本文抜粋:

----------

例えば、経理の業務を行っている部署であれば、この費用はこの勘定科目を使うと決め、システムへのデータ入力方法を決めて、正しいデータが反映されているかをチェックする体制を確立します。この流れを職場のメンバーが理解し、新しく来た従業員にはやり方を教え、誰もが同じ手順で業務を行う、というイメージです。
業務標準化ができると、誰が業務を遂行しても同じ手順で成果物を生産できるため、品質が安定します。また、「Aさんしか詳しいやり方を知らない」といった属人化が起きにくくなります。従業員みんなで標準的なやり方を共有し、もしより良いやり方があれば提案する職場風土ができれば、さらなる業務効率化や生産性向上につながります。
これらの業務標準化による効果について、次の項で詳しく説明します。
業務標準化による3つの効果
業務標準化を行うことで、次の3つの効果が得られます。
- 品質の均一化
- 属人化防止
- 業務効率化
どのような効果なのか、わかりやすくご説明します。
品質の均一化
1つ目の効果は、品質の均一化です。
業務標準化では、まず手順を明確にします。手順は「長らく続けてきた、これまで通りの手順でよい」というわけではありません。業務効率がよく、成果物の品質も求める水準を満たすもので、安全性や法令順守などの観点からも問題のない、最適な手順です。
この手順を職場のメンバーで共有し、新入社員や異動してきた従業員にも指導する体制を構築するまでが標準化です。
業務標準化を行っていないと、人によって微妙に手順が違ったり、誰かが良いやり方を見つけても共有する体制がなかったりするので、作業時間や品質にばらつきが生じてしまいます。
業務標準化をしていると、誰もがベストな手順で業務を行うことができ、その結果成果物の品質が均一となります。
属人化防止
2つ目の効果は、属人化の防止です。
属人化とは「業務が役職やその業務を担当することになった人のものではなく、特定の個人のものとなり、その人しかわからない状態になってしまうこと」を指します。ある従業員が、その仕事の詳しい手順やノウハウ、進捗状況などを抱え込んで他の従業員に知らせず、一人で推進するような状態です。
属人化が進むと、その従業員が不在の場合に業務が滞り、誰も対応できなくなります。また、万が一トラブルが起きた場合、その従業員がトラブルをも抱え込み、顧客や取引先へ悪影響を及ぼすリスクもあります。
業務標準化の体制を整えると、手順やノウハウ、進捗状況を職場のメンバーで共有し、教え合う体制となるので、属人化が起きにくくなります。また、異動や退職などで従業員が入れ替わる際にも、前任者だけでなく誰もが後任者をサポートできる状態なので、引き継ぎがスムーズになります。

----------

課題: 上の業務標準化についての本文では、業務標準化で得られる3つの効果として何が挙げられていますか。

提供データ:
----------

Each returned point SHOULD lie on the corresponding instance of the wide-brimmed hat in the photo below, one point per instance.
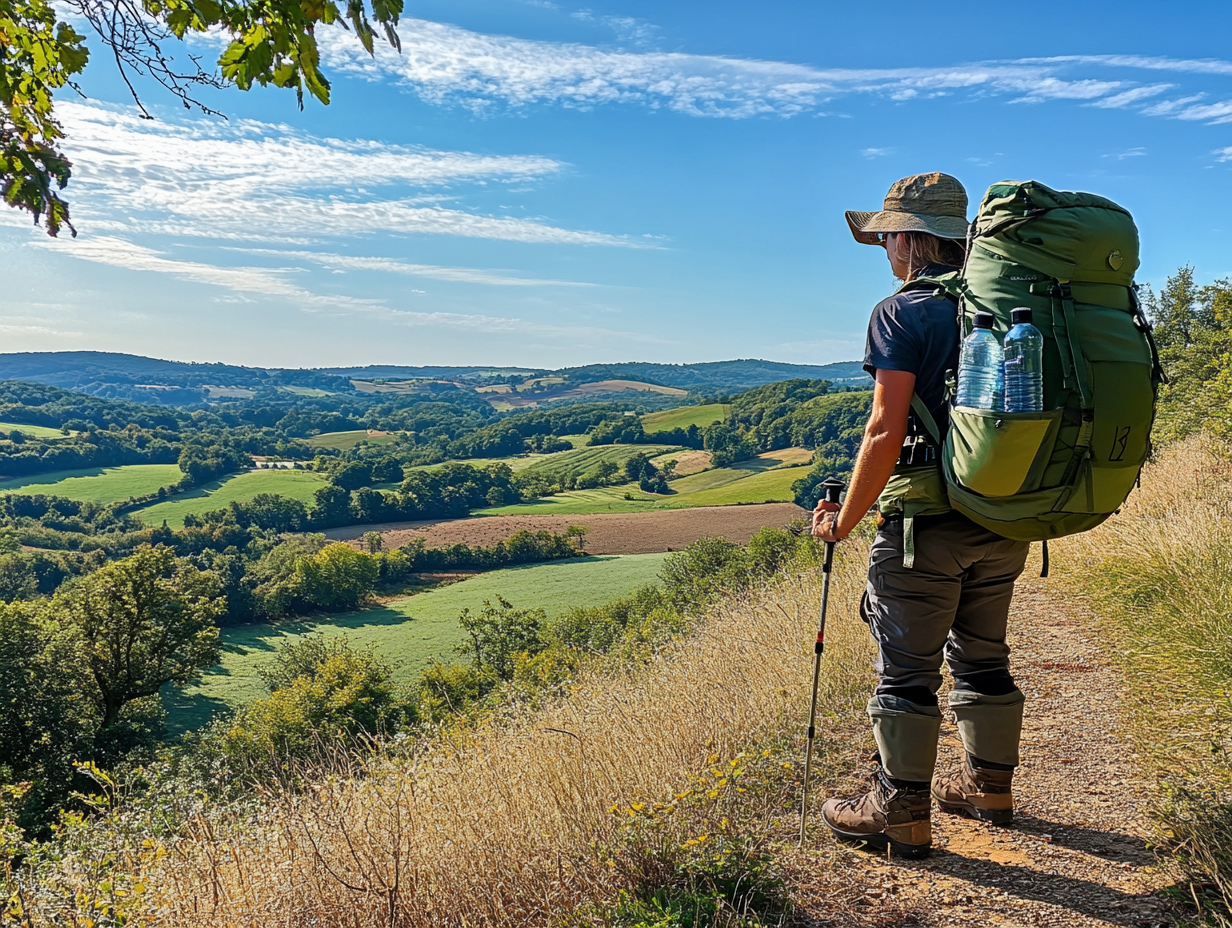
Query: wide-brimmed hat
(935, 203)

----------

回答: 品質の均一化、属人化防止、業務効率化の3つです。